> [Prompt A]:
Answer these questions using the text on AI studies of lymph node metastasis:
(i) How many studies in the review used radiomics, and how many used deep learning?
(ii) How many studies had to be excluded from the meta-analysis because of incomplete data?
(iii) From which imaging modality did five studies on rectal cancer extract radiomics features?
> [Prompt B]: Continue the text on AI studies of lymph node metastasis from where it stops.

> [Page text]:
● ● ●

In this review, most studies used radiomics (n = 12), rather than deep learning methodology (n = 5) largely owing to deep learning technology being more recent, but also because it requires specific expertise. This limits the ability to draw definitive comparisons between the two AI models as one is somewhat over-represented in the data. Additionally, most studies were retrospective in design, making them prone to confounding and selection bias. Several studies focused on the technical aspects of the algorithm and did not address key limitations such as input variation, absence of clinical information (age, tumour site, patient history) and potential data overfitting often caused by noise in the data, overcomplicated models, and small sample sizes. Another issue, particularly common in deep learning studies, is the failure to report contingency tables or sufficient detail to enable reconstruction. We had to exclude five (29%) studies from the meta-analysis due to incomplete data. Most studies were conducted at a single-center and used internal verification or resampling methods (cross validation). Internal validation, however, tends to overestimate the AUROC due to the model’s lack of generalizability, limiting the integration of AI models into the clinical setting [44]. Therefore, external validation prediction models using images from different hospitals are required to create reliable estimates on the level of performance at other sites [45]. The number of studies diagnosing lymph node metastasis on a per-nodal basis in this meta-analysis is small. This is understandable, given that lymph node metastasis is staged on a per-patient basis in the clinical setting. Interestingly, five studies on rectal cancer extracted radiomics features from CT despite MRI being the gold standard imaging modality for lymph node detection in clinical practice.

● ● ●

> [Supplied records]:

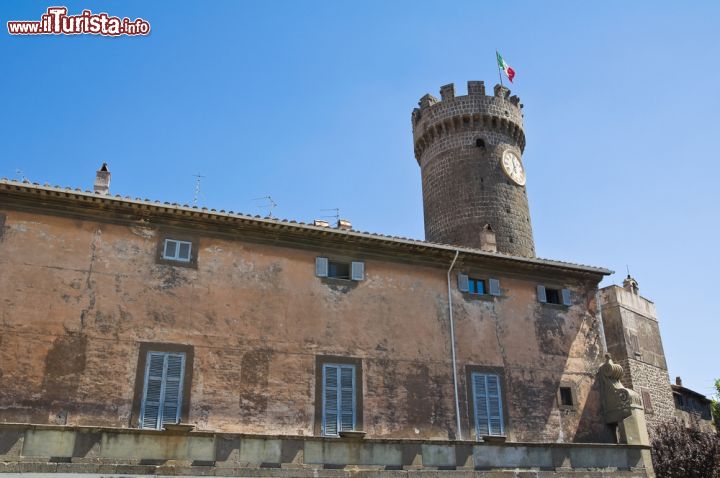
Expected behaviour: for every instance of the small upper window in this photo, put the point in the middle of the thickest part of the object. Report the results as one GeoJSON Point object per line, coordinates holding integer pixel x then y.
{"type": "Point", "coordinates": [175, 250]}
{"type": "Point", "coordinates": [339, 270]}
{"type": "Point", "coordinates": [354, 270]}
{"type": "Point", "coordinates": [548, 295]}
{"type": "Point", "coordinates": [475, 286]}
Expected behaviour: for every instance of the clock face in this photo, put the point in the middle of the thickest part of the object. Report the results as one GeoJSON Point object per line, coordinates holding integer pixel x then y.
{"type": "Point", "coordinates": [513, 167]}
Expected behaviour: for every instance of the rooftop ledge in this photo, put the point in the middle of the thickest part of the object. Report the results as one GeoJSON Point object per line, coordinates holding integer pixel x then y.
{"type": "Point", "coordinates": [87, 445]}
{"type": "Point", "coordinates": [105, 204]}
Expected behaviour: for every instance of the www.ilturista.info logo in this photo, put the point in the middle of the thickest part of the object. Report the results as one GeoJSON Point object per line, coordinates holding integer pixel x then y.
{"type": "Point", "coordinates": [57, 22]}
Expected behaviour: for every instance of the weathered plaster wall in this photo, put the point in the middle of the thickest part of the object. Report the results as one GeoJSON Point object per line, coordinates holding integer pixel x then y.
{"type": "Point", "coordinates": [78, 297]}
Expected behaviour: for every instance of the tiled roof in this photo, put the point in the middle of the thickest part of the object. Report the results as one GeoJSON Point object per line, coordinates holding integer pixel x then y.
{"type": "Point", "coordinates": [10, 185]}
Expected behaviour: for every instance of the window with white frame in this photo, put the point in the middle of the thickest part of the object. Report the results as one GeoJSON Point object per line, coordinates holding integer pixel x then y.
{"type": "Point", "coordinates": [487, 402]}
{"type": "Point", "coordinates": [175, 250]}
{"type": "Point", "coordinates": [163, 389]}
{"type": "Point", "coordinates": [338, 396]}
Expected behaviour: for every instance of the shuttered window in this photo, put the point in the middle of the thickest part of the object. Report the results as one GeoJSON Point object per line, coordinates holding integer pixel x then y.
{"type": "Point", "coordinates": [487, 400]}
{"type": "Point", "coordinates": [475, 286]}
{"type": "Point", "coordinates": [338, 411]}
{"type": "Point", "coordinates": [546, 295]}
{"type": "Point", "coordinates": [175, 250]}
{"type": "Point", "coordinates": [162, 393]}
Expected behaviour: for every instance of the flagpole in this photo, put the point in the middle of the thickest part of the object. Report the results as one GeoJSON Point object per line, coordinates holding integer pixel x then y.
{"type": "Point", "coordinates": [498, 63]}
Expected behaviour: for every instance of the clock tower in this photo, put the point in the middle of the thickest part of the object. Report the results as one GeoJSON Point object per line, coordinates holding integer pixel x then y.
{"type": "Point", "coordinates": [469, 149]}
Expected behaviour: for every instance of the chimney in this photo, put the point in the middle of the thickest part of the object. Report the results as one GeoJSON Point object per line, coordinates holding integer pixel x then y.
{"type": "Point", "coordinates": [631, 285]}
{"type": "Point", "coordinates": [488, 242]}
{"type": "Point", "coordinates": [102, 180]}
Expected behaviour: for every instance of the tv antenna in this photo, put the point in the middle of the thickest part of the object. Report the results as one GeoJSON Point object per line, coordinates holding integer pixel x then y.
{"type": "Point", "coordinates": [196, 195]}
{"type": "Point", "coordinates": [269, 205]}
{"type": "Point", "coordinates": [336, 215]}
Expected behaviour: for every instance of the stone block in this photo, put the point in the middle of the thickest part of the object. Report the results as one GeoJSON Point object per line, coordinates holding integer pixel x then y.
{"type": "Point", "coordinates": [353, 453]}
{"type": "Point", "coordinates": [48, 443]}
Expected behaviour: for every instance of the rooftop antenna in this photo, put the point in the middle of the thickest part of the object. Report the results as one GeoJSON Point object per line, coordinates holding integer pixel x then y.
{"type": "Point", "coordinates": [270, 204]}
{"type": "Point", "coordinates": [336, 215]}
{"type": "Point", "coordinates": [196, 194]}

● ● ●

> [Final answer A]:
(i) Twelve studies used radiomics and five used deep learning.
(ii) Five studies (29%) were excluded.
(iii) CT.

> [Final answer B]:
This meta-analysis has some limitations that merit consideration. Firstly, a relatively small number of deep learning studies were available for inclusion. This, along with the heterogeneity seen in radiomics studies, means that the summary estimates of AUROCs have to be interpreted with caution. Secondly, because of incomplete reporting of results by several studies, estimates of diagnostic performance were calculated using limited data. Thirdly, given the majority of the included studies originate from China, there is a potential for geographical bias. Lastly, the wide range of scanner types, imaging protocols, and criteria for lymph node metastasis used may have affected accuracy of results. Results for radiomics and the radiologist assessment were highly heterogenous, which may be attributed to the different imaging modalities and small sample sizes. In the future, diagnostic AI models will have to be rigorously evaluated on their clinical benefit in comparison to current standard of care, as not all are suitable for clinical practice. Therefore, studies comparing AI with the clinicians’ performance are most valuable and are more likely to ensure safe and effective implementation of AI technology into daily practice [46, 47].

Conclusion

AI models have the potential to predict lymph node metastasis more accurately on a per-patient basis in colorectal cancer than the radiologists’ assessment, however, radiomics studies are heterogeneous and deep learning studies are scarce. With further development and refinement, AI models capable of accurately predicting nodal stage may represent a significant advance in pre-operative staging of colorectal cancer to better inform clinician and patient.